“Foro privilegiado” é um conceito jurídico que deve ter lido nas notícias sobre a nomeação de Lula da Silva como ministro chefe da Casa Civil da Presidência da República, uma espécie de primeiro-ministro no Brasil. Significa, como também já deve saber, que Lula não poderá ser investigado pela equipa original do Ministério Público do Estado do Paraná que investiga a operação Lava Jato, nem julgado pelo juiz Sérgio Moro. O foro especial, é esta a designação em Portugal, não dá imunidade mas obriga a que Lula apenas possa ser investigado por um tribunal superior: o Supremo Tribunal Federal.

Em 2006/2007, o primeiro governo de José Sócrates quis aplicar uma lei idêntica para os titulares do poder executivo (ministros e secretários de Estado) e do poder legislativo (deputados) mas, devido à contestação pública, a ideia acabou por ser deixada na gaveta.

» Dados armazenados:

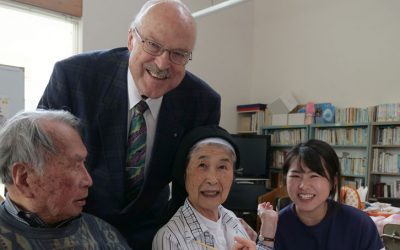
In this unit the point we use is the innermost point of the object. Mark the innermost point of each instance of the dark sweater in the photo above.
(85, 232)
(344, 228)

» Instruções do exercício:
(1) Responda às perguntas sobre o texto acerca do foro privilegiado.
(a) Para que cargo foi nomeado Lula da Silva?
(b) Que tribunal é o único que pode investigar Lula?
(c) Que governo quis aplicar uma lei idêntica em 2006/2007?
(2) Enumere todas as pessoas que o texto sobre o foro privilegiado identifica pelo nome.
(3) Prossiga o texto sobre o foro privilegiado a partir do último parágrafo.
A listagem não é necessária para resolver o exercício.

» Respostas:
(1)
(a) Ministro chefe da Casa Civil da Presidência da República.
(b) O Supremo Tribunal Federal.
(c) O primeiro governo de José Sócrates.

(2) Lula da Silva, Sérgio Moro, José Sócrates

(3)
  • Os ministros, secretários de Estado e deputados, que sempre foram investigados e julgados em primeira instância, passariam a ter direito a um foro especial nos tribunais da relação. Isto é, só poderiam ser investigados por um procurador-geral adjunto colocado na segunda instância e julgados por juízes desembargadores;

Outro regime especial para os políticos passaria pelas novas regras das escutas telefónicas – que tanta polémica tinham causado durante o caso Casa Pia. Assim:

  • Presidente da República, Presidente da Assembleia da República e primeiro-ministro teriam direito a um foro especial em que só o presidente do Supremo Tribunal de Justiça poderia autorizar e validar as escutas telefónicas realizadas aos titulares daqueles cargos de topo do poder executivo e legislativo;
  • Por outro lado, no que foi visto como uma medida que visava proteger essencialmente os titulares de cargos políticos, a comunicação social passaria a ser proibida de revelar escutas telefónicas de processo em segredo de justiça sem a a autorização expressa dos visados pelas escutas.

A contestação a estas propostas da Unidade de Missão foi imediata, sendo a medida que visava implementar um foro especial para a classe política imediatamente contestada pelo Poder Judicial e pela generalidade da opinião pública. Muitos analistas ligaram essas propostas às consequências do caso Casa Pia.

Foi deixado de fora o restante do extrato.